### Task statement:
Faithfully return all lines, omitting every embedded picture.

### Provided material:
-*-*-
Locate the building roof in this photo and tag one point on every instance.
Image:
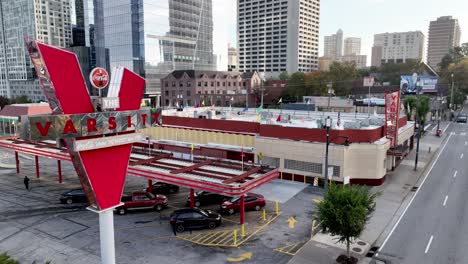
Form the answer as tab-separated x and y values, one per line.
16	110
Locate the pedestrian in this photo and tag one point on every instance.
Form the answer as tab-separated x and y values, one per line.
26	182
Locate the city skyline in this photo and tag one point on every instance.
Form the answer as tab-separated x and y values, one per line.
358	26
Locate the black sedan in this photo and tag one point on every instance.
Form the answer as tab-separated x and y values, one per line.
74	196
207	198
163	188
188	219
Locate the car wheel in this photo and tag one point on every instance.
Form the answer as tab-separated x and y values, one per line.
211	225
122	211
158	207
180	228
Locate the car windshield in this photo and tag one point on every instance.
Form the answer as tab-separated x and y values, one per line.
204	212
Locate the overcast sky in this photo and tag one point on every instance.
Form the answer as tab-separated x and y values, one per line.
364	18
358	18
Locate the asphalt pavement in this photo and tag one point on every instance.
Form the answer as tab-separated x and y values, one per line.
434	226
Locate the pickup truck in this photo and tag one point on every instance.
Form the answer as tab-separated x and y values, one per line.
141	200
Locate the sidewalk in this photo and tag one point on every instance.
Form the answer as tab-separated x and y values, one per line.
398	184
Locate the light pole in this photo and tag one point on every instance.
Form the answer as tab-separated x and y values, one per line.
451	95
418	119
327	125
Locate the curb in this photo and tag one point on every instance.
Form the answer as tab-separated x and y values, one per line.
423	171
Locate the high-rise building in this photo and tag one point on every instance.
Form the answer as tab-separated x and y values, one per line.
352	46
397	47
333	46
276	36
87	44
45	20
444	35
232	59
154	38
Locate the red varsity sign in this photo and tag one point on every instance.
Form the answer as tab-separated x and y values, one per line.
99	78
392	112
99	142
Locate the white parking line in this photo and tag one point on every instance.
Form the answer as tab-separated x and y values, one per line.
428	244
412	199
443	131
445	200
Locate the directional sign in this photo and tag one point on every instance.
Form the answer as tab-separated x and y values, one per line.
291	222
242	257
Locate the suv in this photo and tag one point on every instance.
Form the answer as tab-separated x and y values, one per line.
188	219
462	118
74	196
207	198
142	200
252	201
163	188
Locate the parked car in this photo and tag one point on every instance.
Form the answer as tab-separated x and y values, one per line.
73	196
188	219
252	201
207	198
163	188
462	118
142	200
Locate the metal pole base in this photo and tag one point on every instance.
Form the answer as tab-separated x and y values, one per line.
106	233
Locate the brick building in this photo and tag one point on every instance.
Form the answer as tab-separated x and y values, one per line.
192	88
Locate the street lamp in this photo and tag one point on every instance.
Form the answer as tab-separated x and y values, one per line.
418	119
327	126
451	95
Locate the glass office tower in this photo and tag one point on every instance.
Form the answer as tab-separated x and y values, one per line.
155	37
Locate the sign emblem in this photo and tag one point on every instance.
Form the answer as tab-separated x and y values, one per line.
99	78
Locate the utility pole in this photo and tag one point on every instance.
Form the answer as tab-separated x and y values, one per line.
418	119
327	125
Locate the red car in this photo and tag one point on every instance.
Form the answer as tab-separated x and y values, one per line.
142	200
252	201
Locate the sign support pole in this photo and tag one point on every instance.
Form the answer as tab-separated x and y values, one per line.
106	233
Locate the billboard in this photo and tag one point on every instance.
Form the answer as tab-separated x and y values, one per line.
424	84
392	112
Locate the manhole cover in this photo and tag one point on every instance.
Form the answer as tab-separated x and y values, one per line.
358	250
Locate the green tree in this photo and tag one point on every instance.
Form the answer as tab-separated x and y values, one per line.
5	259
345	210
284	76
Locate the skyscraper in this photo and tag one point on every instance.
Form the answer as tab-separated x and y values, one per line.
45	20
444	35
397	47
277	35
154	38
333	46
352	46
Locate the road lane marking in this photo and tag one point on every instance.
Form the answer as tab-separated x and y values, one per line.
412	199
428	244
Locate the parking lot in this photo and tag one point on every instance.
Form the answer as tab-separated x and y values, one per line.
36	227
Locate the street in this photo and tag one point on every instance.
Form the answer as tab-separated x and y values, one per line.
433	228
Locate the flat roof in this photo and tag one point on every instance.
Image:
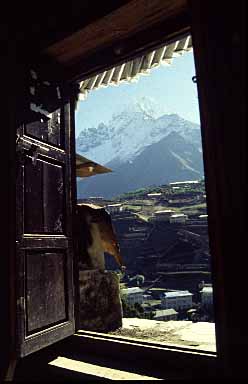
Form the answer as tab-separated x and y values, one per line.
132	290
179	215
185	182
177	294
113	205
207	290
166	312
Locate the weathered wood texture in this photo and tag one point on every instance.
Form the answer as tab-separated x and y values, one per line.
219	46
126	33
45	292
125	21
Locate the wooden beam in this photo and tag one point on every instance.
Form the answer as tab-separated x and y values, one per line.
127	20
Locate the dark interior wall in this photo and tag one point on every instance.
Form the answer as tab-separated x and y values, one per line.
219	39
9	93
218	33
36	26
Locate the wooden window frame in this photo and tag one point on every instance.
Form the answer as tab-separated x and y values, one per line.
227	21
228	339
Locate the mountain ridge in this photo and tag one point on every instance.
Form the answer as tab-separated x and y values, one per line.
141	150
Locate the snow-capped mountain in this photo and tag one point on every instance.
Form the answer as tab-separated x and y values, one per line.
143	148
129	132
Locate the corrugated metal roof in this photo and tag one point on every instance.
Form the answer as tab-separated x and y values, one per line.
132	290
132	70
177	294
165	312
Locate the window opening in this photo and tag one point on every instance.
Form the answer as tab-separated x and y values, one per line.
139	152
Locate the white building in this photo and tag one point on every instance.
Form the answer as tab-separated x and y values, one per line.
165	314
163	215
133	295
203	217
114	208
207	296
154	195
179	218
184	183
176	300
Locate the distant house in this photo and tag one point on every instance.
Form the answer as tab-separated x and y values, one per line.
165	314
207	296
154	195
184	183
133	295
156	292
179	218
114	208
176	300
203	217
163	215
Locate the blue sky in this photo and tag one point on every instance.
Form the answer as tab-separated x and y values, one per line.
171	87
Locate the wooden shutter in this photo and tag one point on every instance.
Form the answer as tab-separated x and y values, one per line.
44	269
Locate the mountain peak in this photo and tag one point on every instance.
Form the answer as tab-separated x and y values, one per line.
143	105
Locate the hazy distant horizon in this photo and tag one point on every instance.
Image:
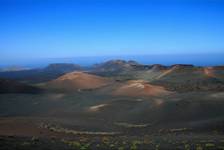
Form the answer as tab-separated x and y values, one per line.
164	59
33	31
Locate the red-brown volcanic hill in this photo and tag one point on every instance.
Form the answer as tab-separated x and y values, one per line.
140	88
79	81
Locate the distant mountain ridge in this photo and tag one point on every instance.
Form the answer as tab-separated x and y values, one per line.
43	74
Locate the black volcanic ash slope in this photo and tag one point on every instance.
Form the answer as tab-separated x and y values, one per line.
10	86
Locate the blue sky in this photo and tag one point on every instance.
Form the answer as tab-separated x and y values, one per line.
37	29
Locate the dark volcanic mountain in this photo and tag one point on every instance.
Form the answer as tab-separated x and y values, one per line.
10	86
-*-*-
### Written response:
Locate the building roof in this photo and tag one point on every instance.
Image:
Form the answer as tab-separated x and y values, one per line.
16	110
Locate the pedestrian in this photo and tag one point on every instance.
Form the answer as tab-separated x and y values, one per line.
26	182
Locate the city skyline in this photo and tag one point on every instance.
Form the answer as tab-separated x and y values, one per line.
358	26
Locate the black sedan in this photo and tag one point on every instance.
Form the answer as tab-separated x and y values, one per line.
74	196
207	198
163	188
188	219
Locate the car wheel in this photo and tag one point on every instance.
Form the answer as tab-separated x and y values, one per line.
211	225
122	211
158	207
180	228
Locate the car windshield in this photo and tag one point on every instance.
Form the answer as tab-separated x and y values, one per line.
204	212
Locate the overcast sky in this photo and tag one point on every instance.
Form the answer as tab-separated x and y values, one per line.
364	18
358	18
Locate the asphalt pavement in this photo and tag one point on every instance.
Form the answer as tab-separated x and y values, one per line.
434	226
Locate the pickup truck in this photo and tag one point on every instance.
Form the answer as tab-separated x and y values, one per line.
141	200
Locate the sidewalk in this photo and tag one point on every instance.
Form the answer as tab-separated x and y values, one per line.
398	184
Locate the light pole in this photo and tag one point on every instance.
Form the answer as tab-separated x and y values, one per line.
451	95
418	119
327	125
Locate the curb in this photo and tag one point on every instance.
Form the answer as tab-separated x and y values, one per line.
423	171
Locate the high-rise building in this photo and tag one point on every instance.
Form the answer as tab-separated x and y values, one per line.
352	46
397	47
333	46
276	36
87	44
45	20
444	35
232	59
154	38
Locate the red varsity sign in this photo and tag one point on every instance.
Form the answer as tab-separated x and y values, one per line.
99	78
392	112
99	142
Locate the white parking line in this photo and tag one point on every instance.
Form the answer as tab-separated x and y values, one per line.
428	244
412	199
443	131
445	200
Locate the directional sign in this photo and tag one point on every instance.
Form the answer as tab-separated x and y values, one per line.
291	222
242	257
Locate the suv in this photo and tag one point on every instance.
Form the answer as tab-separated x and y values, one per line.
188	219
462	118
74	196
207	198
142	200
252	201
163	188
Locate the parked car in this photo and tag one point on every instance.
Form the answer as tab-separated x and y values, one per line.
73	196
188	219
252	201
207	198
163	188
462	118
142	200
Locate the metal pole base in this photo and tag one point on every instance.
Form the answer as tab-separated x and y values, one per line.
106	233
Locate the brick building in this photo and tag one point on every instance.
Form the answer as tab-separated x and y values, one per line.
192	88
Locate the street lamp in this photo and tag one point on every instance.
Form the answer as tab-separated x and y values, one per line.
418	119
327	126
451	95
Locate the glass office tower in this photo and tag one point on every instance.
Form the answer as tab-separated x and y values, one per line.
155	37
Locate the sign emblem in this photo and tag one point on every instance.
Form the answer as tab-separated x and y values, one per line.
99	78
Locate the utility pole in this photo and tag one point on every instance.
Form the answer as tab-separated x and y values, one per line.
418	119
327	125
Locate the red car in this photo and tag one point on every instance.
Form the answer as tab-separated x and y values, one per line.
142	200
252	201
Locate the sign support pole in this photo and tag one point on every instance.
Form the answer as tab-separated x and y values, one per line.
106	233
Locate the billboard in this photo and tag one point on every instance.
Form the answer as tab-separated x and y values, one per line.
424	84
392	112
Locate the manhole cover in this photo and tag one point on every instance.
Form the answer as tab-separated x and y values, one per line.
358	250
Locate the green tree in this photo and tag one point on every instance.
Form the answer as tab-separated x and y values, one per line.
5	259
345	210
284	76
Locate the skyscraper in this photo and tag one point on every instance.
Form the answer as tab-separated x and y values, one per line.
45	20
444	35
397	47
277	35
154	38
333	46
352	46
Locate the road lane marking in this photo and tag one point on every instance.
Form the answer as tab-separated x and y values, one per line.
412	199
428	244
Locate the parking lot in this photo and tag one point on every instance.
Form the answer as tab-separated x and y values, one per line.
36	227
Locate the street in this photo and tag one point on every instance.
Form the answer as tab-separated x and y values, one per line.
433	228
Locate the flat roof in this photo and tag one point on every instance.
Image:
Form the answer as tab-separated x and y values, one per line.
132	290
179	215
185	182
177	294
113	205
207	290
166	312
Locate the weathered wood texture in this photo and tag one point on every instance.
Form the answer as tab-separated x and y values, one per line.
219	46
126	33
45	292
125	21
Locate the wooden beam in this photo and tag one point on every instance.
Form the answer as tab-separated x and y values, one per line.
127	20
Locate the dark interior wall in this photo and tag one point on every instance.
Form the answer as tab-separated x and y values, one per line.
219	39
9	93
218	33
36	26
Locate the wooden window frame in this photo and tag one point on every instance.
Form the answer as tab-separated x and y values, one per line.
227	21
228	339
Locate the mountain ridge in this photo and tag one point on every instance.
Form the answer as tab-separated x and y values, one per line.
141	150
Locate the snow-capped mountain in this photo and tag one point on every instance.
Form the answer as tab-separated x and y values, one per line.
143	148
129	132
Locate the corrugated metal roof in this photo and tag one point on every instance.
Form the answer as tab-separated x and y values, one per line.
132	290
132	70
177	294
165	312
Locate the window opening in this photo and tag one point on every instance.
Form the answer as tab-separated x and y values, one per line.
139	152
Locate the white building in this photo and tag one point on every instance.
Form the answer as tab-separated x and y values, one per line.
165	314
163	215
133	295
203	217
114	208
207	296
154	195
179	218
184	183
176	300
Locate the distant house in this photo and tag one point on every instance.
Form the answer as tab-separated x and y values, one per line.
165	314
207	296
154	195
184	183
133	295
156	292
179	218
114	208
176	300
203	217
163	215
Locate the blue sky in this photo and tag one point on every instance.
Form the answer as tab-separated x and y values, one per line.
171	87
Locate the wooden shutter in this photo and tag one point on every instance.
Form the answer as tab-separated x and y values, one per line.
44	269
Locate the mountain peak in this photo and tag one point on every instance.
Form the answer as tab-separated x and y values, one per line.
143	105
Locate the hazy distant horizon in this photo and tag one point on every instance.
Image:
Form the answer as tab-separated x and y values, one per line.
164	59
33	31
Locate the red-brown volcanic hill in this photo and tag one point on every instance.
Form the answer as tab-separated x and y values, one per line.
140	88
79	81
Locate the distant mountain ridge in this photo and tag one point on every instance.
Form the answer as tab-separated x and y values, one per line.
43	74
Locate the black volcanic ash slope in this photo and tag one point on every instance.
Form the answer as tab-separated x and y values, one per line.
10	86
Locate the blue sky in this photo and tag one point on every instance.
Form the answer as tab-separated x and y values, one per line.
37	29
Locate the dark volcanic mountain in this photo and tag one point on every instance.
Form the answer as tab-separated x and y values, one per line.
10	86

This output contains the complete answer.